[Point-based annotation data]
— START —
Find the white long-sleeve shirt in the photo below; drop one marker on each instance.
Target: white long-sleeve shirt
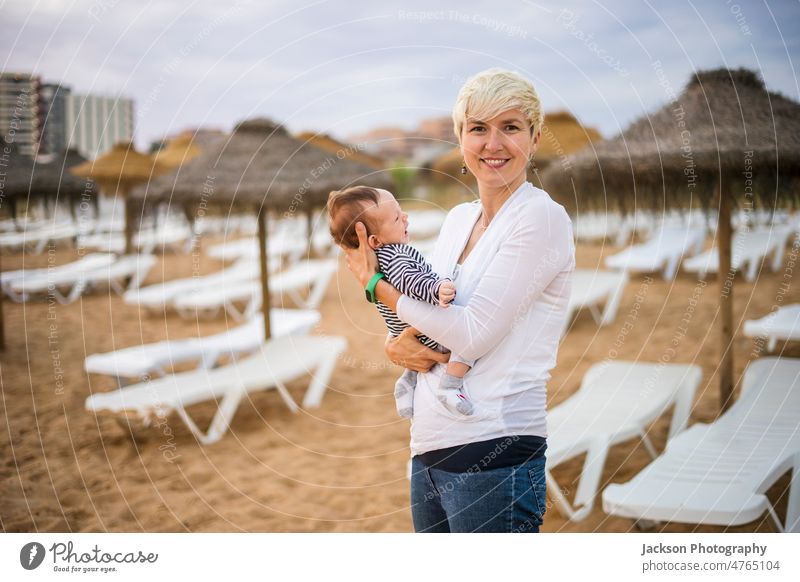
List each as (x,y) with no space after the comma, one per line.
(513,291)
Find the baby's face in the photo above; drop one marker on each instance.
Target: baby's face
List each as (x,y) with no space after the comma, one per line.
(391,220)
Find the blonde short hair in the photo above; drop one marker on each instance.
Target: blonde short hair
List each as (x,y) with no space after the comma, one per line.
(493,91)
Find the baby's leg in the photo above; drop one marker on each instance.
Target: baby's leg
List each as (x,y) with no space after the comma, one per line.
(451,388)
(404,393)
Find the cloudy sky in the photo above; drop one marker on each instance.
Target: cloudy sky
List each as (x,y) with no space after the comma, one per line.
(344,67)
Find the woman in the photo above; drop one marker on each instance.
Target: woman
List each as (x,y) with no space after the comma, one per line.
(510,255)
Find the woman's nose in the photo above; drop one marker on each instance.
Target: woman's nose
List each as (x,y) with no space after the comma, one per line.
(493,140)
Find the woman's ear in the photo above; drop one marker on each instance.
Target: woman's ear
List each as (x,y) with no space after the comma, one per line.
(535,143)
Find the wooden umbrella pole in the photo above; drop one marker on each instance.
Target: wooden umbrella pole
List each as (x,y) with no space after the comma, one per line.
(262,245)
(726,300)
(128,224)
(2,325)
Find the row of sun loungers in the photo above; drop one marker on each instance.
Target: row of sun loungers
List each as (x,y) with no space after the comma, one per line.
(273,364)
(236,290)
(66,283)
(156,359)
(719,473)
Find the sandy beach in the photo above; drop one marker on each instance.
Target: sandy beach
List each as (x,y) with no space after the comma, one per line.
(338,468)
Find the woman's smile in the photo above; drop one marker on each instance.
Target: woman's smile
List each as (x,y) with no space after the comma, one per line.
(495,162)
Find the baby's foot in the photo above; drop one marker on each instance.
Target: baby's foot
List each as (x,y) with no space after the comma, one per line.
(451,394)
(404,393)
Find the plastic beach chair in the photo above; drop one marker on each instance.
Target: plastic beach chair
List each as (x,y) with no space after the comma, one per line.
(310,277)
(596,289)
(617,401)
(158,297)
(782,324)
(272,366)
(748,248)
(12,280)
(36,239)
(67,284)
(663,252)
(718,473)
(152,360)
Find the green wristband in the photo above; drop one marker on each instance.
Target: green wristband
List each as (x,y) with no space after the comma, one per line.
(370,288)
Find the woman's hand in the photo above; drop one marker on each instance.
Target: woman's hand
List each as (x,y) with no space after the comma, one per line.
(362,261)
(406,350)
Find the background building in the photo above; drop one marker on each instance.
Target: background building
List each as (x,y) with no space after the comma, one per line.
(95,123)
(53,99)
(19,110)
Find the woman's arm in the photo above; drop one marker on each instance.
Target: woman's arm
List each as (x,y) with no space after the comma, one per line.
(407,351)
(537,249)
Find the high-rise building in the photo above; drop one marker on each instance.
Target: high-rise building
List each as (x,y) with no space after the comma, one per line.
(19,110)
(53,99)
(95,123)
(439,129)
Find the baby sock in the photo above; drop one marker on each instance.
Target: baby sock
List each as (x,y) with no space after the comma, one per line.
(404,393)
(451,393)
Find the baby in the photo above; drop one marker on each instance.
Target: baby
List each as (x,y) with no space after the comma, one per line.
(406,269)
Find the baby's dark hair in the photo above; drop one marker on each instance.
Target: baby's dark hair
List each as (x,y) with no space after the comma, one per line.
(346,208)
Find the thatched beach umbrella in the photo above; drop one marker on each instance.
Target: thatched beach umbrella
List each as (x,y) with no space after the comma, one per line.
(178,150)
(724,139)
(117,172)
(259,168)
(22,179)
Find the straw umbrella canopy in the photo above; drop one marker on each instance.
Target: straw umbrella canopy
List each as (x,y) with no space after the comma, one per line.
(27,179)
(117,172)
(724,139)
(562,134)
(341,150)
(259,168)
(22,179)
(178,150)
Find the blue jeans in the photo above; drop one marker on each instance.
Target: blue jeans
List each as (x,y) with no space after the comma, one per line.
(505,500)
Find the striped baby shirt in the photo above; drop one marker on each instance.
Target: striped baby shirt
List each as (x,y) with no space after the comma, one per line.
(407,270)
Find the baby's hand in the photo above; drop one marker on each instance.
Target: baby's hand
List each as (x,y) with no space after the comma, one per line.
(447,292)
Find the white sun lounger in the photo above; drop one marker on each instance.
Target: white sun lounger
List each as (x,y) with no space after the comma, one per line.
(747,248)
(663,252)
(67,284)
(718,473)
(35,240)
(14,279)
(782,324)
(599,226)
(282,248)
(152,360)
(617,401)
(277,362)
(158,297)
(425,223)
(311,276)
(171,236)
(592,289)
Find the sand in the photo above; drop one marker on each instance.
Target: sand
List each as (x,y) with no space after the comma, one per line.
(338,468)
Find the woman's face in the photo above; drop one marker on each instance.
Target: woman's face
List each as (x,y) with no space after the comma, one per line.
(497,151)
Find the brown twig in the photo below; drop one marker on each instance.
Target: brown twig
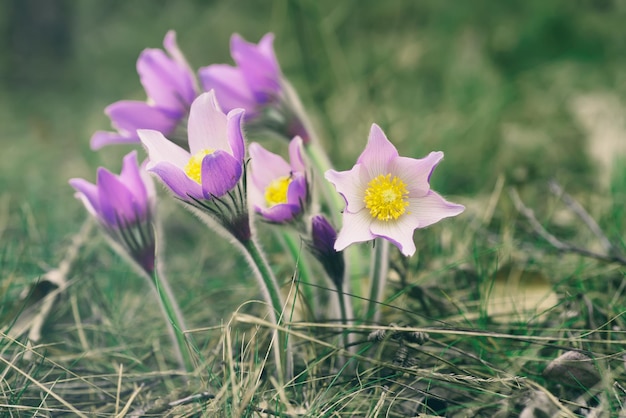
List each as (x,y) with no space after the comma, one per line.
(554,241)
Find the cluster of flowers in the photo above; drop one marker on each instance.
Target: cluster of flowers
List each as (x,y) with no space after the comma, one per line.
(195,138)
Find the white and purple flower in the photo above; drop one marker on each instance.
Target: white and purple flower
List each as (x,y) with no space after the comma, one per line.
(214,163)
(170,86)
(278,191)
(388,196)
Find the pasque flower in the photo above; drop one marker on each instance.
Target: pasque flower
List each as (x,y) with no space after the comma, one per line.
(257,85)
(214,163)
(388,196)
(254,82)
(124,206)
(278,191)
(170,86)
(208,175)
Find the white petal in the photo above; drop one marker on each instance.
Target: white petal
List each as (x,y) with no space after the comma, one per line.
(415,173)
(207,125)
(351,185)
(378,153)
(427,210)
(161,149)
(356,228)
(399,232)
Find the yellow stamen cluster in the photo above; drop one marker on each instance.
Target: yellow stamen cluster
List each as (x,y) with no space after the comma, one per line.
(193,169)
(386,197)
(276,191)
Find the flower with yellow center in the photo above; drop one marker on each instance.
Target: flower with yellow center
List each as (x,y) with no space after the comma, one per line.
(214,163)
(388,196)
(193,169)
(278,190)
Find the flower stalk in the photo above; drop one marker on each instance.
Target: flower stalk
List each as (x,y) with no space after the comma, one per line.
(271,292)
(173,317)
(378,278)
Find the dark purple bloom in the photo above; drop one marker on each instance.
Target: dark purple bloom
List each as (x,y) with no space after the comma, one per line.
(255,80)
(322,246)
(214,163)
(124,206)
(170,86)
(278,190)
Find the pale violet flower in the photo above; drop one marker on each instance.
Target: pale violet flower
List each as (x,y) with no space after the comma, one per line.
(124,207)
(388,196)
(257,85)
(278,190)
(170,86)
(214,163)
(208,177)
(252,83)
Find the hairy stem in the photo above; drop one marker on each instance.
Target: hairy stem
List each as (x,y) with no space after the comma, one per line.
(378,277)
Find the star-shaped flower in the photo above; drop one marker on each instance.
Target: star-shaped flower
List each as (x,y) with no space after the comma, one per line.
(388,196)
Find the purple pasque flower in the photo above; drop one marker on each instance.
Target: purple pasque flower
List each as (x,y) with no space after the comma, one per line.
(388,196)
(254,82)
(214,164)
(170,86)
(124,207)
(278,191)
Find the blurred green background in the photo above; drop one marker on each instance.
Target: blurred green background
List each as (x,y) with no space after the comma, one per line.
(501,87)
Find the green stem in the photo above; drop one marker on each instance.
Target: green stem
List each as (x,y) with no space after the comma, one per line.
(174,319)
(319,160)
(271,293)
(378,278)
(295,249)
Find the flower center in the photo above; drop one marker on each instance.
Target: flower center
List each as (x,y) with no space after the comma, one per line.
(276,191)
(193,169)
(386,197)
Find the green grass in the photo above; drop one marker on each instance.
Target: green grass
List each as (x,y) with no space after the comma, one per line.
(494,86)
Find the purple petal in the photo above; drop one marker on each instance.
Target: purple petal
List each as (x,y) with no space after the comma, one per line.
(160,149)
(415,173)
(207,125)
(378,153)
(167,82)
(135,183)
(177,181)
(220,173)
(266,166)
(117,203)
(102,138)
(429,209)
(295,155)
(230,87)
(258,65)
(234,126)
(351,185)
(399,232)
(128,115)
(356,228)
(88,193)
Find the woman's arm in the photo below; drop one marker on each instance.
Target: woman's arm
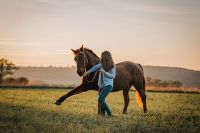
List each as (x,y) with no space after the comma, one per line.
(112,73)
(94,68)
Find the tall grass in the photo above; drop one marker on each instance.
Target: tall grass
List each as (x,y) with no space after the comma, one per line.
(33,110)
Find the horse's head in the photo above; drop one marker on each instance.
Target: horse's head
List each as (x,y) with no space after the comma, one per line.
(81,60)
(84,59)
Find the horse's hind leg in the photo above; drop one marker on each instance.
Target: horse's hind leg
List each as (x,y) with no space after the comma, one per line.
(141,90)
(126,100)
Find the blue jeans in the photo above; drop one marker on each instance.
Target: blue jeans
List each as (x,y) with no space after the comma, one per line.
(102,96)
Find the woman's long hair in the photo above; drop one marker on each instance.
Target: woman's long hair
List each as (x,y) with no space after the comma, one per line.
(107,61)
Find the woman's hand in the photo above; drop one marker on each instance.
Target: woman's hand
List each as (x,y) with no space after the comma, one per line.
(102,70)
(85,74)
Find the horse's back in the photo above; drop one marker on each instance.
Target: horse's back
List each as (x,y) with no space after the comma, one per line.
(126,74)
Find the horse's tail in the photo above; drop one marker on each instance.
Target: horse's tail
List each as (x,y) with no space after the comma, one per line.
(139,100)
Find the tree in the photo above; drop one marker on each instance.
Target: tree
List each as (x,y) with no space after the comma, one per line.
(6,68)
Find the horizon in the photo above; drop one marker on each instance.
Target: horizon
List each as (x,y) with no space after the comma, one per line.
(152,33)
(50,66)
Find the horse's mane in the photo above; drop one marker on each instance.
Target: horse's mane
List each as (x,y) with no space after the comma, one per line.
(90,51)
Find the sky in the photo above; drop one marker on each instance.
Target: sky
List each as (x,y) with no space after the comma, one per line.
(149,32)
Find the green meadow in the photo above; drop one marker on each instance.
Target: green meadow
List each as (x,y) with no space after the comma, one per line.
(33,110)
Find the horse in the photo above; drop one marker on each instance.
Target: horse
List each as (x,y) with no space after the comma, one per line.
(128,74)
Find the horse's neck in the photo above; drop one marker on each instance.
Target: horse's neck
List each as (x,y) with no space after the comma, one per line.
(92,60)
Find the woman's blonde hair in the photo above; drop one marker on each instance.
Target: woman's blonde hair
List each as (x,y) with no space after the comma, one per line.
(107,61)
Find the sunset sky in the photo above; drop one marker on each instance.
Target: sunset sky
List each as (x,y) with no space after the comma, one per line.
(150,32)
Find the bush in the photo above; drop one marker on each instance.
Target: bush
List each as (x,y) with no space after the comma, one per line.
(15,81)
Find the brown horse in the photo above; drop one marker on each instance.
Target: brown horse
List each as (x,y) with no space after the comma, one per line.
(127,74)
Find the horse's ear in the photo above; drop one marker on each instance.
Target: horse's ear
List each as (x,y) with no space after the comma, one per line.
(74,51)
(81,49)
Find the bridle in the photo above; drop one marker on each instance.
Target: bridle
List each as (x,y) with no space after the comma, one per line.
(85,60)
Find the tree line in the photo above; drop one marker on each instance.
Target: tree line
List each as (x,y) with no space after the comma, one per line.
(7,69)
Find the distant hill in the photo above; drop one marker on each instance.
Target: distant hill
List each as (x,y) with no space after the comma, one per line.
(68,75)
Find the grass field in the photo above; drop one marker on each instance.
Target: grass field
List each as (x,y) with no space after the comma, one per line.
(33,110)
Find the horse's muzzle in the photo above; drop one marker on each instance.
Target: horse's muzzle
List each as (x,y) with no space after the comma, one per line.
(80,73)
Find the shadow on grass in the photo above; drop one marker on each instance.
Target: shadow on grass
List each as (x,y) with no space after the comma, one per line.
(18,118)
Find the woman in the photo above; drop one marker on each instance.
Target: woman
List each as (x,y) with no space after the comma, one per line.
(105,82)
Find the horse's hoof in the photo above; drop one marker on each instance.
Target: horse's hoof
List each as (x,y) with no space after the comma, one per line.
(57,103)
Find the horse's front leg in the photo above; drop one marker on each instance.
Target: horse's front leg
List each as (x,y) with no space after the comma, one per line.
(77,90)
— END —
> [TASK TO COMPLETE]:
Exactly and only the lines from the line containing "Find the sunset" through the last line of the entries should be copied, both ends included.

> [WRITTEN RESPONSE]:
Find the sunset sky in the photo above; drop one marker on each instance.
Target: sunset sky
List each as (x,y) with no space after the comma, one per line.
(150,32)
Find the bush in the photo above; drop one marker on each instance.
Target: bush
List each as (x,y) with no space after the comma, one per line.
(15,81)
Find the brown horse in the photo above; drop one marker on each instance.
Target: brown horse
List each as (x,y) with no space after the comma, one per line.
(127,74)
Find the horse's ear in the photo above; drop one marker on each instance.
Target: horse's ear
List each as (x,y) with no space after the comma, one per line.
(74,51)
(81,49)
Find the bridle in the photo above; drop one marker on each instance.
Target: bridle
List each as (x,y) with no space after the comma, one per line.
(85,60)
Find the tree line in the photo above; drop one marker on each instance.
Target: tree line
List each as (x,y) with no space after the comma, one per line.
(7,69)
Find the distant hill in the photo above; drop one marker on each instance.
Target: distant hill
List each as (x,y) with no space after the comma, one per line.
(68,75)
Find the grass field in the photo above; drop one marker on each instance.
Target: grass field
List each as (x,y) with no space after the comma, one per line.
(33,110)
Find the horse's muzzle in the photo above; drop one marker on each instance.
Target: horse's muzzle
List each as (x,y) with no space after the comma, one per line.
(80,73)
Find the shadow on grass in the photo above; drop one marker on each instance.
Target: shadow on grass
List each as (x,y) with no space after the comma, one per line.
(18,118)
Find the woman in the photo above; drop one marker on each instance.
Target: woman
List each as (x,y) with no space after the comma, one per line.
(105,82)
Find the horse's hoof in the photo above; drop one marker on each instance.
Target: horse's hoof
List each as (x,y) with no space after the comma, one per line.
(57,103)
Find the horse's front leg in the photo above; drop one marker on each instance.
Target: horse's front leg
List each as (x,y) with no space after the comma, one per line.
(77,90)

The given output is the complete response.